O texto não reflete, portanto, diálogo e estudos para enfrentamento de uma questão que seria promovida pela inserção da nova tecnologia no mundo do trabalho. Considerando os dados concretos, refletidos no histórico e no resultado final do PL, trata-se, isto sim, de mera capitulação!

Em sentido diametralmente oposto ao que vem sendo realizado, em termos de regulação deste tipo de trabalho, o PL, no entanto, foi apresentado como a melhor proposta possível…Mas isto, evidentemente, apenas para os tomadores do trabalho!

O governo trabalhista capitula, cai de joelhos, e defende, explicitamente, os ideais dos patrões, ou, mais precisamente, do capital estrangeiro, em seu propósito de auferir grandes taxas de lucro por meio da exploração de um trabalho sem proteção social e poder de reivindicação. A leitura do texto causa indignação e revolta.

Foi a tarde da consagração da maior derrota da classe trabalhadora brasileira, mesmo que o PL, caso sejamos tomados por uma hecatombe, não seja aprovado no Congresso Nacional. Neste aspecto, a fala do Presidente da República é plenamente verdadeira. O evento foi histórico. Ele e seu governo entrarão para a história como os agentes que apresentaram e defenderam, de forma convicta, uma lei com potencial para destruir completamente o aparato jurídico de proteção dos trabalhadores e das trabalhadoras, ao qual se denomina Direito do Trabalho. Parece exagero? Pois bem, vamos lá.

A base das decisões que vêm sendo proferidas nas reclamações constitucionais propostas por essas mesmas empresas é a de que não são elas que se relacionam com os motoristas e sim o aplicativo; ou uma modalidade de contratação por meio de plataforma digital. Assim, por este passe de mágica, elas não se integrariam à figura do empregador. E o art. 3º do PL acolhe exatamente essa fantasia, dizendo que o motorista, “para fins trabalhistas”, ostenta a condição jurídica de um “trabalhador autônomo por plataforma”.

E não só.

Ao tratar desse trabalho como autônomo, o governo acaba de algum modo fazendo coro ao discurso de que tais relações devem ser submetidas à justiça comum. Contribui, portanto, para o movimento de esvaziamento da competência material da Justiça do Trabalho.

O PL já inicia referindo tratar de relação de trabalho “intermediada” por “empresas operadoras de aplicativos de transporte”. Mas não há intermediação. Ora, a empresa: admite, pois aceita ou não o cadastro de quem se candidata ao trabalho; assalaria, estabelecendo, inclusive, o valor do trabalho; e dirige a atividade, pois fixa o modo como o trabalho será prestado.  Além disso, assume os riscos do empreendimento, pois é a empresa que contratamos, quando precisamos do transporte de coisas ou de pessoas.

◆ Tarefa curta a
No trecho sobre o projeto de lei para motoristas de aplicativos de transporte, o autor afirma que "não há intermediação". Explique, em uma a três frases, por que ele chega a essa conclusão.
Os registros não guardam nenhuma relação com o trecho acima.

Registros de origem
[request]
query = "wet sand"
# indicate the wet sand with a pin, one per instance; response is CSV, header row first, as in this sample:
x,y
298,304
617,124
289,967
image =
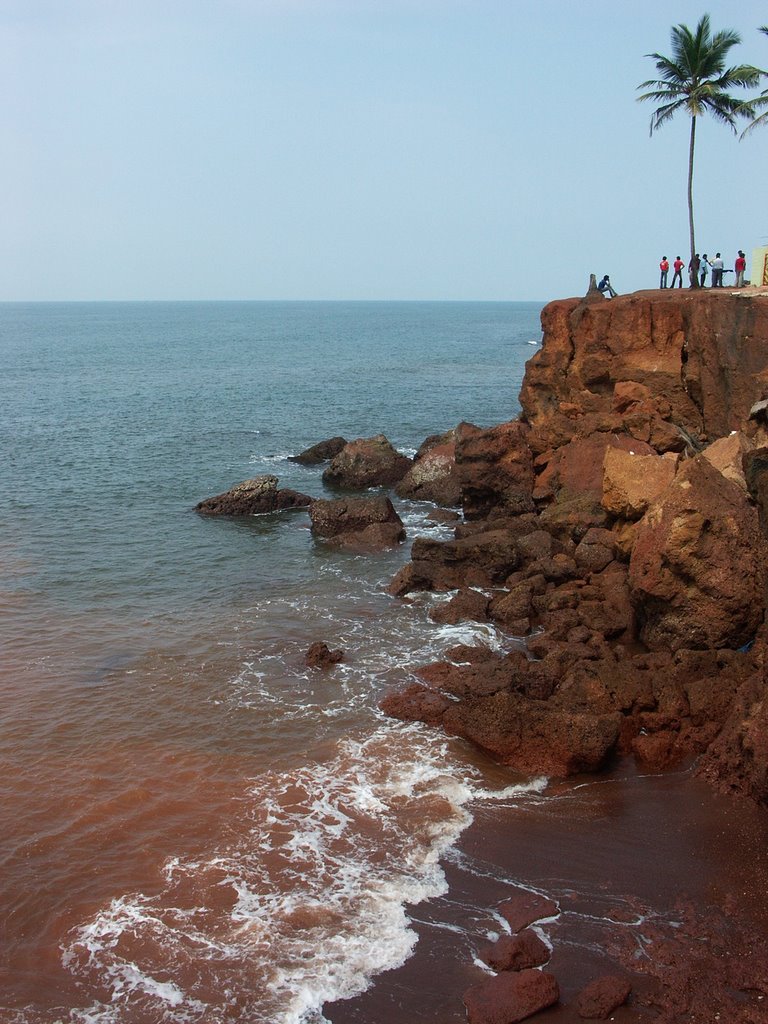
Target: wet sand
x,y
656,878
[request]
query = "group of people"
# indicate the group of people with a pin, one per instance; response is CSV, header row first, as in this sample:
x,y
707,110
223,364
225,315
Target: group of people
x,y
698,269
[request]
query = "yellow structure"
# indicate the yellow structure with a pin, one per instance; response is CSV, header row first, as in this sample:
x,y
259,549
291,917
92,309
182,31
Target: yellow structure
x,y
759,266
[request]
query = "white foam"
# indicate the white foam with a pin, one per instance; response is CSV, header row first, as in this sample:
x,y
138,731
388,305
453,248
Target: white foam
x,y
304,904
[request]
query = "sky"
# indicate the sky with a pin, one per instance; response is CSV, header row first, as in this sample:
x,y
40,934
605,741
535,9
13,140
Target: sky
x,y
367,150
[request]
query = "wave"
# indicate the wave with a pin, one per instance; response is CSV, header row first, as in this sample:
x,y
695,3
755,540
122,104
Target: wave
x,y
304,903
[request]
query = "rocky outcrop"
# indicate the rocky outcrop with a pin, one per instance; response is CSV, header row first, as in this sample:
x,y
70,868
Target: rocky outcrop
x,y
433,476
320,655
671,370
697,570
495,469
602,996
621,526
368,462
322,452
367,523
253,497
510,997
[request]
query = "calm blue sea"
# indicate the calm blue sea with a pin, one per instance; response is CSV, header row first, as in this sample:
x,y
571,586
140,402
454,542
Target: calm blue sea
x,y
194,827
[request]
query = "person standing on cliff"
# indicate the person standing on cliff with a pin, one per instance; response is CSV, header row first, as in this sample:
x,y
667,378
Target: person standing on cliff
x,y
693,266
605,286
678,274
664,266
739,266
717,271
705,270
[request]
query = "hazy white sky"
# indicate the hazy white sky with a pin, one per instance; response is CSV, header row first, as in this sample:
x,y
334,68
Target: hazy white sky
x,y
355,148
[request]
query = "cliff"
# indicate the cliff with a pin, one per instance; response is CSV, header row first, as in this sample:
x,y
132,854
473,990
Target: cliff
x,y
620,525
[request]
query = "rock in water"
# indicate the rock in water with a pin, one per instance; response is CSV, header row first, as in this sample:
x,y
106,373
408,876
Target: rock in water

◆ Tarefa curta b
Reúna todas as linhas dos registros em que aparece a palavra "people".

◆ Resposta a
Segundo o trecho, a empresa admite, pois aceita ou não o cadastro de quem se candidata ao trabalho. Ela também assalaria, estabelecendo inclusive o valor do trabalho, e dirige a atividade, fixando o modo como o trabalho será prestado. Além disso, assume os riscos do empreendimento, já que é a empresa que se contrata quando se precisa do transporte de coisas ou de pessoas.

◆ Resposta b
query = "group of people"
# indicate the group of people with a pin, one per instance; response is CSV, header row first, as in this sample:
Target: group of people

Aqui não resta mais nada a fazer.